--- START OF Page ---
OHE October 7, 1998

Date: Wed, 7 Oct 1998 14:16:27 -1000
From: Patrick Rorie (prorie@hekili.k12.hi.us>
Subject: Hiking Accomplishments, Oct. 1 - Oct. 6

== Thursday, Oct. 1 - Pu'u Ma'eli'eli Pau Hana ==

Did a quickie (Ralph Valentino term) hike after work on the windward side last Thursday. Traveled through the Wilson Tunnel and along Kahekili to the Valley of the Temples Memorial Park. Used the men's room to change into hiking clothes.

After parking on Hui Iwa which borders the Temple Valley Shopping Center I set out on foot at 4:53 p.m. Jogged along Kahekili until reaching a gate fronting an old overgrown dirt road. Ascended gradually then more steeply along the road gaining the ridge line in the process. From there I picked up a trail and followed it sometimes steeply to a benchmark (elev. 751 ft). A short distance later I sat down on a concrete bunker.
--- END OF Page ---
*Short problem A:* Why did the writer of the hiking report stop at the men's room at the Valley of the Temples Memorial Park?
--- START OF Records for processing ---
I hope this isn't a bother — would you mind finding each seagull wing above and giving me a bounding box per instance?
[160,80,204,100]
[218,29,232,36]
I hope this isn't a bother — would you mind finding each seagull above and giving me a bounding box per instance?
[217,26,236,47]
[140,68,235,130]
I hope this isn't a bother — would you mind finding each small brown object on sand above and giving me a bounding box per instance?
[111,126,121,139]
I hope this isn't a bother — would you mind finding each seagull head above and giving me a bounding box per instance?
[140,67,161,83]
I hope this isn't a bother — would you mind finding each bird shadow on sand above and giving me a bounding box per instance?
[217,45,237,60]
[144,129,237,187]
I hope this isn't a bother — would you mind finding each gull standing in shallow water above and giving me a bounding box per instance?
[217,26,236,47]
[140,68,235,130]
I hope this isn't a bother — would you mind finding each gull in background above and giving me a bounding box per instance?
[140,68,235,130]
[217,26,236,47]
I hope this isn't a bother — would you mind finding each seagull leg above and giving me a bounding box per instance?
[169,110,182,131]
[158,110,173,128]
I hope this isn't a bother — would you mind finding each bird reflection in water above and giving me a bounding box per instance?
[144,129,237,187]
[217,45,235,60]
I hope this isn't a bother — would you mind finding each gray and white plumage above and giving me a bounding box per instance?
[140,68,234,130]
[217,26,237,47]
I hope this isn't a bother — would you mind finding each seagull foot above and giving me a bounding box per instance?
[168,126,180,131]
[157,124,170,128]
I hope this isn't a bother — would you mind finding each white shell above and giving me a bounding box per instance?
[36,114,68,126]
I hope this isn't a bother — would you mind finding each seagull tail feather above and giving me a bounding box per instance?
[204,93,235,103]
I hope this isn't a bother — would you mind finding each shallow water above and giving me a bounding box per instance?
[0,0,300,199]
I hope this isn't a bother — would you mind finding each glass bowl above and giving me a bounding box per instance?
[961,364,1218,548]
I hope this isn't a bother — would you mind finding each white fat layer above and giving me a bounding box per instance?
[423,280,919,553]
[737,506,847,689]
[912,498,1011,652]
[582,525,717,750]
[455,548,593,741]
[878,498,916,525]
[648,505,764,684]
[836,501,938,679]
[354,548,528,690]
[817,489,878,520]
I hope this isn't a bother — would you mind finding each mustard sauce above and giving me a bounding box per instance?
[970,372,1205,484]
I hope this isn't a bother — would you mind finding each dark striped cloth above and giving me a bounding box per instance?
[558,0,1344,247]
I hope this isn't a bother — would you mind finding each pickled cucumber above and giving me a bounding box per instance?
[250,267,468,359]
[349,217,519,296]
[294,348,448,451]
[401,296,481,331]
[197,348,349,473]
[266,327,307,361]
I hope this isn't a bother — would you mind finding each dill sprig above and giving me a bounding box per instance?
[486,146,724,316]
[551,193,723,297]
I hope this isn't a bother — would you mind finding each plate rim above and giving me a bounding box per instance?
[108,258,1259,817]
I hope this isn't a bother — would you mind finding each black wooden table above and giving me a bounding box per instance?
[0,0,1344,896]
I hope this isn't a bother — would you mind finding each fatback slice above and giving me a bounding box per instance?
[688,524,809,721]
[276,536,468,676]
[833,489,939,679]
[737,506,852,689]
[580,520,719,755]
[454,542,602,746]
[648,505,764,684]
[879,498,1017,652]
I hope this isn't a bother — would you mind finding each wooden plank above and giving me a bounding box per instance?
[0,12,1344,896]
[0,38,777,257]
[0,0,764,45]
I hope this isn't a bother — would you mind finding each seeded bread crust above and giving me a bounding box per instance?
--- END OF Records for processing ---
*Short problem B:* Please lay out the entries from the line that contains "each seagull leg" through the line that contains "[217,45,235,60]", inclusive, as a JSON list of strings, one string per line.

*Written solution A:* The writer used the men's room there to change into hiking clothes before the hike.

*Written solution B:*
[
  "I hope this isn't a bother — would you mind finding each seagull leg above and giving me a bounding box per instance?",
  "[169,110,182,131]",
  "[158,110,173,128]",
  "I hope this isn't a bother — would you mind finding each bird reflection in water above and giving me a bounding box per instance?",
  "[144,129,237,187]",
  "[217,45,235,60]"
]